§ Given problem 1
Locate each line of the records that contains the string "sleeve", matching case exactly, and copy those lines out in full.

§ Document excerpt
____________
The only weird thing was that Mesa3D’s background was white by default, whereas my windows machine’s was black. That makes me a little nervous, but the more complex scene was fine.

xuan · June 3, 2024, 10:16pm

I downloaded your image and it’s in fact transparent.
Maybe that helps finding the issue, I couldn’t find a concrete answer by a quick google search but I suspect the problem is in the Xvfb setup rather than the mesa driver.

zzuegg · June 4, 2024, 6:06am

I have been unclear, it would not be a hard error, but a hint in the report that the scenegraph layout has changed, it would be up to the implementer to decide if this is expected/wanted or a wrong side effect. The goal would be to make you aware of the changes.

Same with material properties, i think as long as no shaders are changed, having different material properties hints to eighter a fixed bug, or a regression. Again, up to the implementor to decide, but it would be nice if there is a warning.

When it comes down to the visual inspection we are in the land of soft warnings anyway.

i totaly agree with the proposed solutions here.

pspeed · June 4, 2024, 2:13pm

Note that in my experience, false positives only have to meet an exceedingly low threshold (maybe as low as 10%) before the results are just ignored out of hand.

But I take your point.

But it starts to get complicated here because “what related thing changed?” is not very straight forward. A material parameter might not be set because now it’s a material parameter override. (Or vice versa.) Material definitions, vert/frag shaders, glsllib files, all need to be checked for “did something related change or not?”

In general, JME has 2-3 ways to do the same thing and there is no automated way to easily check them all. So we again rely on the author or another contributor to look at the results and decode them.

Now factor in that the scene graphs could be identical and some other JME thing changed to mess up the visuals… and you end up with an imperfect check that requires detailed review and only covers some percentage of the cases. I’m not sure the benefit justifies the work involved.

While image comparison is definitely “soft warnings” and is imperfect… it is at least accurate in the sense that ultimately the visual result is what matters. And it’s something that anyone with eyes can look through for differences.
____________
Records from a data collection
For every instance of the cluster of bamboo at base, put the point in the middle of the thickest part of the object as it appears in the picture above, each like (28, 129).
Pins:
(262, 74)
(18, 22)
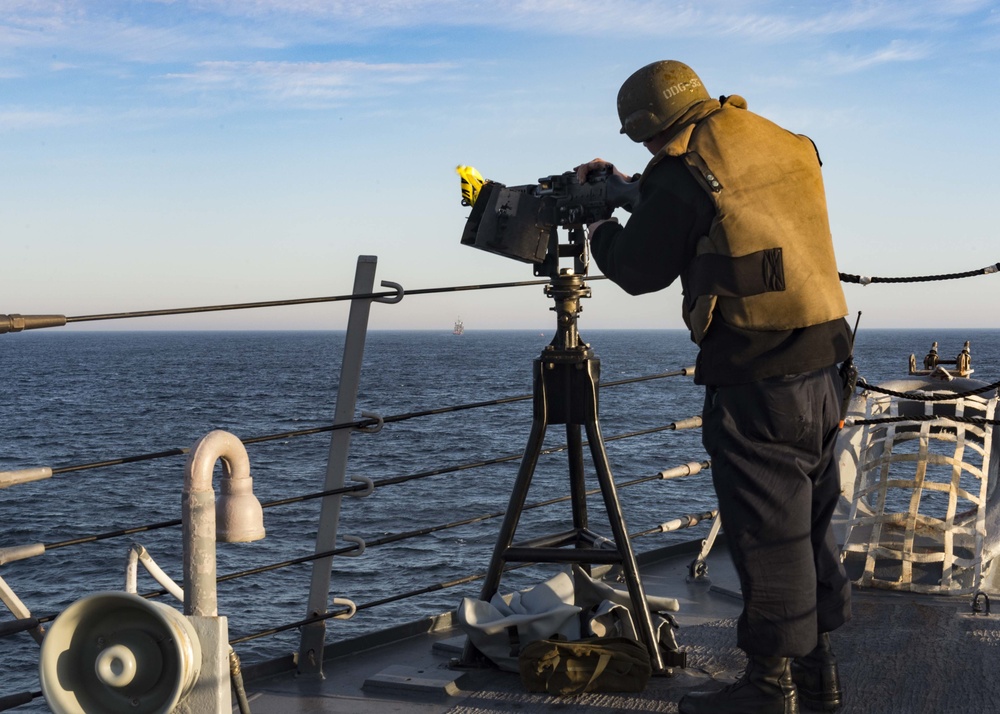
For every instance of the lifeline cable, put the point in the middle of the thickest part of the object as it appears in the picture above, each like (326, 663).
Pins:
(866, 280)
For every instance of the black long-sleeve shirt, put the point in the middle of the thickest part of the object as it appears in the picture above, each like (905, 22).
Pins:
(653, 249)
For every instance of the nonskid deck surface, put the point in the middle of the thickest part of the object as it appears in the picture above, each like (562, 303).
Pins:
(899, 654)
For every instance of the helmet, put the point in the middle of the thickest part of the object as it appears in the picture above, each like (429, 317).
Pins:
(655, 96)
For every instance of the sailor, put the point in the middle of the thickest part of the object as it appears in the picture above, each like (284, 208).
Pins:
(734, 206)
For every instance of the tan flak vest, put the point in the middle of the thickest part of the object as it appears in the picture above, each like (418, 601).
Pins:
(767, 262)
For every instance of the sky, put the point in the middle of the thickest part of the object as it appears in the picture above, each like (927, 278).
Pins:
(199, 152)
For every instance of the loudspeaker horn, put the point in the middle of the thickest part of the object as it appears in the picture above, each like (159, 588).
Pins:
(114, 652)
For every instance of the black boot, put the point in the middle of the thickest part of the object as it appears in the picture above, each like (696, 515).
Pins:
(765, 688)
(817, 679)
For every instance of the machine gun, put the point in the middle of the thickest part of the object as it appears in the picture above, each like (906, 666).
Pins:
(522, 222)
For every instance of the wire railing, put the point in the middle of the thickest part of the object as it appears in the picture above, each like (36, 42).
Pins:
(27, 552)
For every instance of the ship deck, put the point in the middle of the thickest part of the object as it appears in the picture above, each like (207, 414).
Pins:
(900, 653)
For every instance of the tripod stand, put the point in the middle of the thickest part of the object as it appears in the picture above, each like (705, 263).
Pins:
(565, 392)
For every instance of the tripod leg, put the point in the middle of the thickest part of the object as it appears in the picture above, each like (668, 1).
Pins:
(644, 623)
(577, 484)
(518, 496)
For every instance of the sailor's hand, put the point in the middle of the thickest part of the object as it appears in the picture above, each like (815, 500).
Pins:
(591, 227)
(594, 164)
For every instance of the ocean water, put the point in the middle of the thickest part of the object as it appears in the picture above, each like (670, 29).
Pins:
(81, 397)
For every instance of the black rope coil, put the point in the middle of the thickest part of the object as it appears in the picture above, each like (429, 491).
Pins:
(975, 421)
(865, 280)
(914, 396)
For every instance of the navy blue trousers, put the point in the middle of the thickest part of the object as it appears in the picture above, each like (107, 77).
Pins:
(771, 444)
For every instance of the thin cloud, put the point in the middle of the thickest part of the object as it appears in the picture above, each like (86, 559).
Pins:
(895, 52)
(327, 82)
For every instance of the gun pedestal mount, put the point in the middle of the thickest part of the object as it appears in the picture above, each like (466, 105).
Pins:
(566, 378)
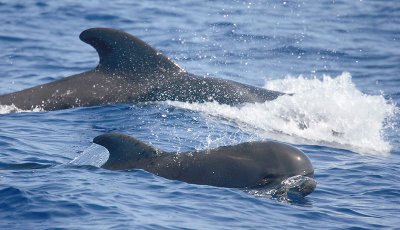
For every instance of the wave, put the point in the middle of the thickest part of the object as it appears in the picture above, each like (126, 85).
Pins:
(330, 111)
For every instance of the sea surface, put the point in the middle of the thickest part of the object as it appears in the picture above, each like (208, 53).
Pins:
(339, 59)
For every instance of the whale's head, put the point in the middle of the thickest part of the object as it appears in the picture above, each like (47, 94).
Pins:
(281, 162)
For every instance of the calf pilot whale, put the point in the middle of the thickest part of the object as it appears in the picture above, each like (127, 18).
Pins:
(131, 71)
(246, 165)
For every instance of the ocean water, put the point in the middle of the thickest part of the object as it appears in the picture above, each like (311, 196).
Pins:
(339, 59)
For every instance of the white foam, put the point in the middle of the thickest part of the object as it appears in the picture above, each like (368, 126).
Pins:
(4, 109)
(328, 111)
(95, 155)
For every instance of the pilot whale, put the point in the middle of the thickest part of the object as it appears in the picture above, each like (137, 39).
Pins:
(131, 71)
(246, 165)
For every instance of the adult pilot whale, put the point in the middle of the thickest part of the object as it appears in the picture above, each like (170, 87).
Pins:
(246, 165)
(131, 71)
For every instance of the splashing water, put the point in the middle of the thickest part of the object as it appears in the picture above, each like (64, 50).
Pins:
(4, 109)
(331, 111)
(95, 155)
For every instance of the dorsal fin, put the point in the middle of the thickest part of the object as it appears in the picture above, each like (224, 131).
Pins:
(120, 52)
(124, 150)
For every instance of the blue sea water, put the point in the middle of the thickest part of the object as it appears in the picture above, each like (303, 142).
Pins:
(340, 59)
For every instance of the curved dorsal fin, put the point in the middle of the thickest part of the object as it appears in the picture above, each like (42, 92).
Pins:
(120, 52)
(124, 150)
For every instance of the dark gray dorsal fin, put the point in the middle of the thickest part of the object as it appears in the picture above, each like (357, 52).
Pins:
(124, 150)
(121, 52)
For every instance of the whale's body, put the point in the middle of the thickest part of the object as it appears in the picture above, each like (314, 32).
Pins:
(246, 165)
(131, 71)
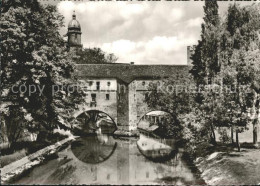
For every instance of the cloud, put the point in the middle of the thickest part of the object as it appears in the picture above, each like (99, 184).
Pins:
(144, 32)
(158, 50)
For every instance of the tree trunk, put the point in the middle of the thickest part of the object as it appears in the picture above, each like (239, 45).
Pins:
(255, 122)
(213, 134)
(232, 135)
(237, 141)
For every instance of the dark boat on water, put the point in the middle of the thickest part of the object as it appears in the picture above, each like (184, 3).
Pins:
(156, 149)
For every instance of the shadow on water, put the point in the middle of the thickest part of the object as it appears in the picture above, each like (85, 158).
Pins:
(94, 148)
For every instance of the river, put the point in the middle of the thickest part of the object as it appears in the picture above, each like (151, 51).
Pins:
(106, 160)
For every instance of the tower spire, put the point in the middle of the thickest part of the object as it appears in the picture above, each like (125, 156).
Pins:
(74, 33)
(74, 15)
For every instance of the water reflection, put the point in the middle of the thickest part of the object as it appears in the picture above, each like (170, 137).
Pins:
(94, 148)
(156, 149)
(154, 142)
(125, 166)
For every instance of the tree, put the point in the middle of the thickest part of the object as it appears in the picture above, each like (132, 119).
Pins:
(240, 46)
(94, 56)
(205, 59)
(34, 57)
(171, 95)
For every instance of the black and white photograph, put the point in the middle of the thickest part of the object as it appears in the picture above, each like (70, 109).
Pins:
(130, 92)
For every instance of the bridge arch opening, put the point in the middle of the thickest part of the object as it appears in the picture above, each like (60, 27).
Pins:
(94, 122)
(155, 121)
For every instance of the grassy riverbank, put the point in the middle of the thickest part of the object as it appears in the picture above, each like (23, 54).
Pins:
(231, 167)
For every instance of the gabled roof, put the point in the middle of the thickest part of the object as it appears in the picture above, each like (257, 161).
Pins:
(127, 72)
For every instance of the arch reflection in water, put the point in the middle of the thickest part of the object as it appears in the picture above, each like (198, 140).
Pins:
(154, 142)
(94, 122)
(94, 148)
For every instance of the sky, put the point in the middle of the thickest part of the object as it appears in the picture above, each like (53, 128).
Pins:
(141, 32)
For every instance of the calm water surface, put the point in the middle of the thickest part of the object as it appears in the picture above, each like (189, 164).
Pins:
(105, 160)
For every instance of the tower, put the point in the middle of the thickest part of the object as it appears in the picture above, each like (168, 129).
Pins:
(74, 33)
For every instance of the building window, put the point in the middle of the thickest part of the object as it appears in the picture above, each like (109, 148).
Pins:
(107, 96)
(98, 85)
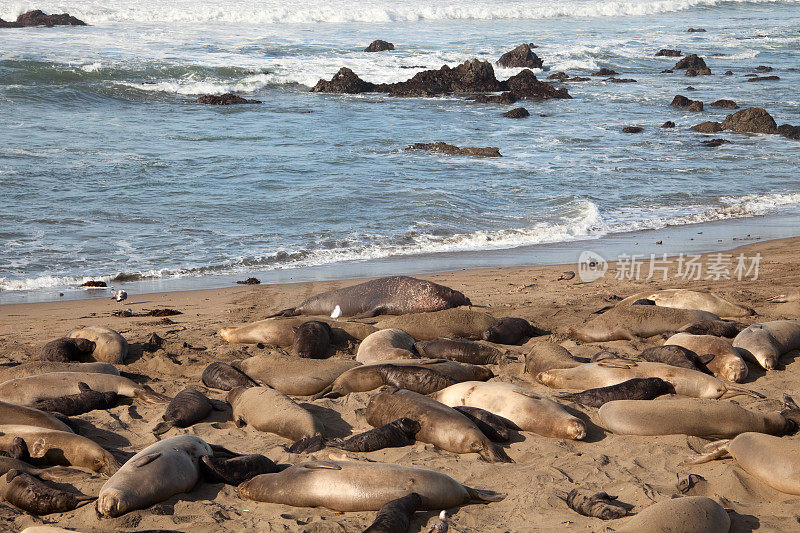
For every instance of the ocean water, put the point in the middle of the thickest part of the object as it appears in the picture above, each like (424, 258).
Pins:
(108, 170)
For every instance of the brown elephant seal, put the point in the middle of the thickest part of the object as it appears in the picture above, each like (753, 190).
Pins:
(67, 350)
(386, 345)
(726, 363)
(511, 330)
(271, 411)
(31, 389)
(110, 346)
(635, 322)
(312, 339)
(687, 514)
(545, 355)
(235, 470)
(525, 409)
(461, 350)
(395, 295)
(359, 486)
(55, 447)
(765, 343)
(222, 376)
(457, 323)
(688, 416)
(365, 378)
(158, 472)
(633, 389)
(395, 516)
(605, 373)
(26, 416)
(689, 299)
(34, 496)
(440, 425)
(295, 376)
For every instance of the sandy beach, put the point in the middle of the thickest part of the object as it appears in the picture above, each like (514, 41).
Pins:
(639, 470)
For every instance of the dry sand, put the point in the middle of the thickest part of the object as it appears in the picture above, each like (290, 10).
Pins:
(639, 470)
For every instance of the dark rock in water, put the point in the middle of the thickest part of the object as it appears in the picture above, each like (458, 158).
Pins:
(379, 46)
(224, 99)
(519, 112)
(521, 56)
(684, 103)
(449, 149)
(750, 120)
(725, 104)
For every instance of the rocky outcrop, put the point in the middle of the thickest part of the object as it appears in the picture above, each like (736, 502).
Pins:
(449, 149)
(521, 56)
(750, 120)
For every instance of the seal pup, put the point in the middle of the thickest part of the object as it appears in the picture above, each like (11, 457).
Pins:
(110, 346)
(440, 425)
(633, 389)
(158, 472)
(525, 409)
(34, 496)
(395, 295)
(359, 486)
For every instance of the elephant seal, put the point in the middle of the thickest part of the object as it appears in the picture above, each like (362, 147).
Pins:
(235, 470)
(359, 486)
(395, 516)
(765, 343)
(26, 416)
(66, 350)
(312, 339)
(271, 411)
(36, 497)
(188, 407)
(511, 330)
(295, 376)
(688, 416)
(110, 346)
(386, 345)
(454, 323)
(525, 409)
(638, 321)
(31, 389)
(633, 389)
(687, 514)
(726, 363)
(365, 378)
(395, 434)
(60, 448)
(461, 350)
(440, 425)
(158, 472)
(222, 376)
(395, 295)
(76, 404)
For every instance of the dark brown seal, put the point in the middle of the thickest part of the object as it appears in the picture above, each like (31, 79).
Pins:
(395, 516)
(312, 339)
(633, 389)
(461, 350)
(222, 376)
(66, 350)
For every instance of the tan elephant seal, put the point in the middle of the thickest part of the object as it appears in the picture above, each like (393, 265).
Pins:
(386, 345)
(158, 472)
(727, 363)
(109, 346)
(688, 416)
(440, 425)
(525, 409)
(271, 411)
(359, 486)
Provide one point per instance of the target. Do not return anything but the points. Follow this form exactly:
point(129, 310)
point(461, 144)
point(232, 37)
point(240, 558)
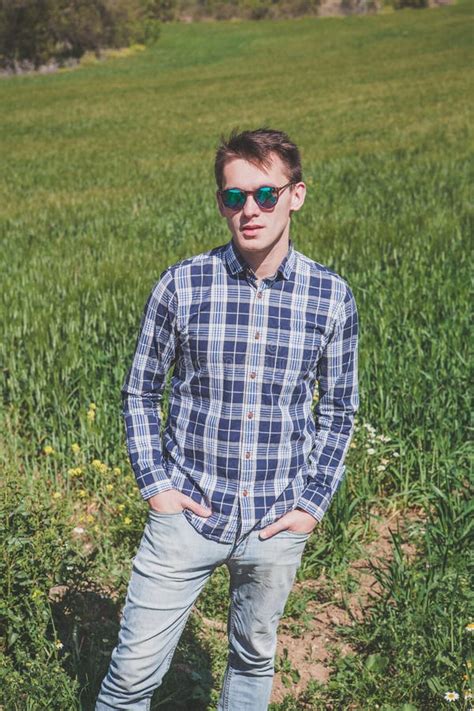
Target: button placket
point(256, 326)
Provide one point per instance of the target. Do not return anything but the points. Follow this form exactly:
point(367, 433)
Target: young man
point(243, 473)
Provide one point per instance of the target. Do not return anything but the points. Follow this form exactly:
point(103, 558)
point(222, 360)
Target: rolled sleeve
point(143, 387)
point(337, 404)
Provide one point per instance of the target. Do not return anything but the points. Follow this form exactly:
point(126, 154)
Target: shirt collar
point(237, 263)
____________
§ Given problem 2
Carry on the forum thread about image comparison testing for JME by writing what comes after its final sentence.

§ Exercise result 1
For every instance of the black long-sleeve shirt, put the point in the middle of the thickest part of the object as it appears in the picture above, each like (905, 22).
Target: rolled sleeve

§ Exercise result 2
A point in your favor is that this would not have caught the gltf-induced duplicate control problem. So a scene graph comparison as part of loader unit tests is probably a good thing… in that case a change in behavior is something that gets recoded in the tests. Previous scene graph was the previous contract, new scene graph is either a bug or the new contract.

But this thread is talking about a much wider scope of detection.

richtea · June 5, 2024, 6:11pm

I tried Allure reports and I wasn’t a fan for this. You couldn’t just open the generated HTML report in chrome because of a bunch of CORS errors, you had to create a server and host the thing. It felt like a hassle. So I’ve used Extent reports and gotten good results.

Here is the way it looks

I have the expected image, the actual image, and a red lined diff image. I have messed with the reference image and drawn a mouse on it and you can see that outlined in red in the diff image.

I tried creating a single PDF document but it was a bit horrible (tiny images, and the Extent extension for that was a bit hard to use). I think this works for quickly clicking through.

As an interesting aside this is what the water image looked like on my computer vs the software renderer reference image

Almost no pixel that was the same between the two!

I’m thinking of having 2 levels of test:

On the reference infrastructure the image generated is consistently the same. If a difference is detected in these images the test is marked as “Failed” and the step is a fail (maybe this could run before a PR is merged, blocking a failing merge?)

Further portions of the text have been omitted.